» **Texte fourni**
________________

Représentants du SNES-FSU : Xavier Hill et Sonia Mollet
Représentants du CSP : Michel Lussault, Sylvie Plane, Denis Paget, Pierre Laporte, Roger-François Gauthier et une chargée de mission dont nous ne pouvons indiquer le nom (nous la prions de nous en excuser).

Michel Lussault nous expose d’abord le cadre :

Le programme sera soumis à l’approbation du CSP le 17 décembre (le lendemain de notre rencontre avec le CSP) et devrait être rendu public à partir du vendredi 18 décembre.
De nombreuses rencontres ont déjà eu lieu, avec l’Académie des Inscriptions et des Belles Lettres, avec les associations disciplinaires, des universitaires. Les organisations syndicales sont donc finalement reçues à leur tour.
Le choix a été fait de ne pas procéder à la rédaction des programmes d’enseignements de complément dans le cadre d’un groupe d’experts disciplinaires mais de les élaborer à l’interne.
Il souligne que ce sont des programmes différents des autres du fait du statut des enseignements de compléments, cadrés par la circulaire dans le contexte de la réforme.
Le CSP a conscience que ce programme sera mis en place différemment dans les établissements en fonction des choix et volumes horaires.
Le CSP avait la volonté de produire des programmes substantiels, de vrais programmes, permettant de donner une légitimité aux disciplines par les contenus à enseigner. Il s’agissait de proposer un programme appétent, dynamique, de façon à ce que les élèves arrêtant leur cursus en fin de 3ème aient des acquis satisfaisants et que ceux qui souhaitent poursuivre au lycée bénéficient d’une base solide.
Le programme a été pensé comme la découverte d’une « troisième langue », au moment où l’élève débute l’apprentissage d’une seconde langue vivante. Il est présenté comme un programme « d’enrichissement » qui ne doit pas être compris comme extra-ordinaire (au sens « pas réservé à un petit nombre »). Le choix a été fait d’entrer dans les apprentissages par la culture littéraire, historique et artistique mais il propose également une vraie découverte des langues anciennes. La volonté de placer le grec en perspective dès la cinquième est affichée.

Sylvie Plane prend ensuite la parole pour rappeler les dilemmes auxquels le CSP s’est trouvé confronté.

S’il a pu être question de séparer l’étude de la langue de celle de la culture (qui aurait été réservée à l’EPI LCA) ce n’est finalement pas le choix qui a été fait car les deux sont intimement liées.

________________

» **Enregistrements listés**

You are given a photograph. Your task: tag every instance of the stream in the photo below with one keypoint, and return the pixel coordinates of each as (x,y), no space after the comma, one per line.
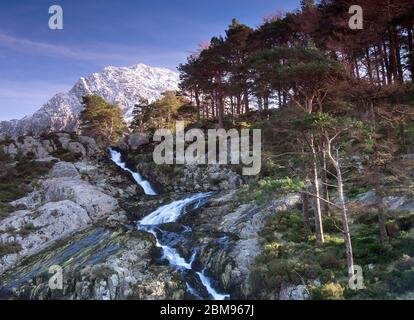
(199,285)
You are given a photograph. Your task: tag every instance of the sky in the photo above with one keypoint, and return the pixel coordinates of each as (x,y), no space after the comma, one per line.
(37,62)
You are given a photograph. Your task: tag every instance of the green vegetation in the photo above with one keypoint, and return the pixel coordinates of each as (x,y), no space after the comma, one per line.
(17,178)
(101,120)
(11,247)
(290,257)
(148,117)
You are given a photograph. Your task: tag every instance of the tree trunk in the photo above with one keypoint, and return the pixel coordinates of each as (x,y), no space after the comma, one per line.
(238,102)
(246,101)
(197,98)
(410,52)
(326,210)
(387,63)
(305,210)
(369,66)
(318,215)
(344,214)
(381,225)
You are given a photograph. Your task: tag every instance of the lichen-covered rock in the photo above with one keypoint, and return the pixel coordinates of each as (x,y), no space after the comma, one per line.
(36,229)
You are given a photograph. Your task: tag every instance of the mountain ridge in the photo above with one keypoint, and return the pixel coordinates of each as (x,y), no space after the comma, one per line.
(121,85)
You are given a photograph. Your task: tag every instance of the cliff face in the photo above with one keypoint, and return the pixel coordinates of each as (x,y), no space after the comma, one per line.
(125,86)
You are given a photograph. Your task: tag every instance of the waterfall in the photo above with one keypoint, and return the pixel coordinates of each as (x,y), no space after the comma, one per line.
(116,158)
(171,213)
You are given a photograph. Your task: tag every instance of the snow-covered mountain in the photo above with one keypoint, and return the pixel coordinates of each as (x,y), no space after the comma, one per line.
(121,85)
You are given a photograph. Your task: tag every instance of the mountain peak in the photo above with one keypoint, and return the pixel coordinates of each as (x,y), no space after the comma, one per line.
(122,85)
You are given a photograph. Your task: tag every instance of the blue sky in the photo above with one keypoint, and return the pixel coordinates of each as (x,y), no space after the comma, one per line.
(36,62)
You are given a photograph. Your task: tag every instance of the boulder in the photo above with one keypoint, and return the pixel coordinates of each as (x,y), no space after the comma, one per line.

________________

» **Travail demandé**
A - Pourriez-vous reproduire fidèlement tout ce qui va, dans le texte, de « Le programme a » jusqu'à « cinquième est affichée. » ?
B - Quelles lignes des enregistrements renferment la chaîne « ridge » ? Recopiez-les toutes.
Le texte et les enregistrements ne proviennent pas de la même source.

» **Réponses par tâche**
A -
Le programme a été pensé comme la découverte d’une « troisième langue », au moment où l’élève débute l’apprentissage d’une seconde langue vivante. Il est présenté comme un programme « d’enrichissement » qui ne doit pas être compris comme extra-ordinaire (au sens « pas réservé à un petit nombre »). Le choix a été fait d’entrer dans les apprentissages par la culture littéraire, historique et artistique mais il propose également une vraie découverte des langues anciennes. La volonté de placer le grec en perspective dès la cinquième est affichée.

B -
You are given a photograph. Your task: tag every instance of the mountain ridge in the photo above with one keypoint, and return the pixel coordinates of each as (x,y), no space after the comma, one per line.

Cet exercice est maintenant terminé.